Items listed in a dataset
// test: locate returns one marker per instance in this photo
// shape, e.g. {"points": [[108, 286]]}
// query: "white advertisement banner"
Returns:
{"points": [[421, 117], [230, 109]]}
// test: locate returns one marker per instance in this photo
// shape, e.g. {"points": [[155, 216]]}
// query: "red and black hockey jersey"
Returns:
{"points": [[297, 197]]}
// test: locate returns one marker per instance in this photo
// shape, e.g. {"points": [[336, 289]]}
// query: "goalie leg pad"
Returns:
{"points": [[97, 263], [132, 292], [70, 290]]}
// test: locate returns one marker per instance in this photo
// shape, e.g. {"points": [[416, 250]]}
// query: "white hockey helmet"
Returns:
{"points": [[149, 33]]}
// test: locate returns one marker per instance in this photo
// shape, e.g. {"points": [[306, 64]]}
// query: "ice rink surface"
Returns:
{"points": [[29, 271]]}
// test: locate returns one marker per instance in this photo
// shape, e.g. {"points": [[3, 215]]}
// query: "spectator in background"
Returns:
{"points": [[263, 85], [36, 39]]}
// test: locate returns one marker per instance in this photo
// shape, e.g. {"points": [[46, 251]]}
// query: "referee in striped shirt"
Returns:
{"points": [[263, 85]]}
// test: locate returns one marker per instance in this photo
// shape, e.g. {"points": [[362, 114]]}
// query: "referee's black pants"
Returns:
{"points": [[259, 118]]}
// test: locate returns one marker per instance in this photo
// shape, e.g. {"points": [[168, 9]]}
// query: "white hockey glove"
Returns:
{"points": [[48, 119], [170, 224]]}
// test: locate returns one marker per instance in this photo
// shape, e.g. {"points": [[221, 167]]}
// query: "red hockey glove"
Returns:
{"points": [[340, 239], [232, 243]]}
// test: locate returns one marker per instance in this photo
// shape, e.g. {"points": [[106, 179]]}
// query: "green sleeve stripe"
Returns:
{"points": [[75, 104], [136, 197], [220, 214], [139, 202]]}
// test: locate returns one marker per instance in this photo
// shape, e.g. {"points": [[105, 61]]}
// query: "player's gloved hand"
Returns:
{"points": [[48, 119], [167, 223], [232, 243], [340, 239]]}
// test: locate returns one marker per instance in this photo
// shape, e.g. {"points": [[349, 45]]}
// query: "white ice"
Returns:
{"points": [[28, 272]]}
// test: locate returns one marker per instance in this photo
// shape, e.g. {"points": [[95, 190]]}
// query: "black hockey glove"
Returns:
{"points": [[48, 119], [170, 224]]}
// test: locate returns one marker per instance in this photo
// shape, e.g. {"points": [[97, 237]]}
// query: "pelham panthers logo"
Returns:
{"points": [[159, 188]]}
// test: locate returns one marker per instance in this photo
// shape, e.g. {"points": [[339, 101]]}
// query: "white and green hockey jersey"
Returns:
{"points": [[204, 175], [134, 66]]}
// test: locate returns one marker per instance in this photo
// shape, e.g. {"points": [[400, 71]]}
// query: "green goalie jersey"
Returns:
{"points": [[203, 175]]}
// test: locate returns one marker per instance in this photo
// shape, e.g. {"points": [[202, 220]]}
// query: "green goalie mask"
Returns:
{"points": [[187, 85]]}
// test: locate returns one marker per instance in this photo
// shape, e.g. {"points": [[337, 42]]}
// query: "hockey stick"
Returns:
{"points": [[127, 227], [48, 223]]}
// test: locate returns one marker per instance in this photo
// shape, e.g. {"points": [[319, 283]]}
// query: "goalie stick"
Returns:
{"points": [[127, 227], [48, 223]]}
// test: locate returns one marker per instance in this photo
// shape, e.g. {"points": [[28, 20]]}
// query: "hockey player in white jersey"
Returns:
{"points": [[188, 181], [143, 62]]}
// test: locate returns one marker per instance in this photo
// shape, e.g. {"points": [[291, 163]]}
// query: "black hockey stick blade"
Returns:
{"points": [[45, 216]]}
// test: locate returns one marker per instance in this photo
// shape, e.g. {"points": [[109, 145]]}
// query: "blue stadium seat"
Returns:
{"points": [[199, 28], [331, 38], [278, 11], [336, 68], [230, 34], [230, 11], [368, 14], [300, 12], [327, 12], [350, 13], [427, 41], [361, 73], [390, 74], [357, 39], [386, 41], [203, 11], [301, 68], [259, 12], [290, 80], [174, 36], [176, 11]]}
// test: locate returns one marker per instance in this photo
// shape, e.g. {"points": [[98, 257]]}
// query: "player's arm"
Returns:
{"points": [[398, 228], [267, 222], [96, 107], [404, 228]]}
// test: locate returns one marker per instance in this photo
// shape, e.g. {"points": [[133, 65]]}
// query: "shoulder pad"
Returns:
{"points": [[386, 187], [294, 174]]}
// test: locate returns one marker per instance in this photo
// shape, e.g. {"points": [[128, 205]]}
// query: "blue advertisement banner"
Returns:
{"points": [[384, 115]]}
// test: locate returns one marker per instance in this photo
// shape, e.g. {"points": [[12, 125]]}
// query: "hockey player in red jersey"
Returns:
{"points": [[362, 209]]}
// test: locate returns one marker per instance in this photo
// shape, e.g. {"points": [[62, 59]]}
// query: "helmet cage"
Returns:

§ **Written problem**
Gather every line of the items above that contains the string "referee" and copy each one out in full.

§ **Expected answer**
// query: "referee in striped shirt"
// query: "referee's black pants"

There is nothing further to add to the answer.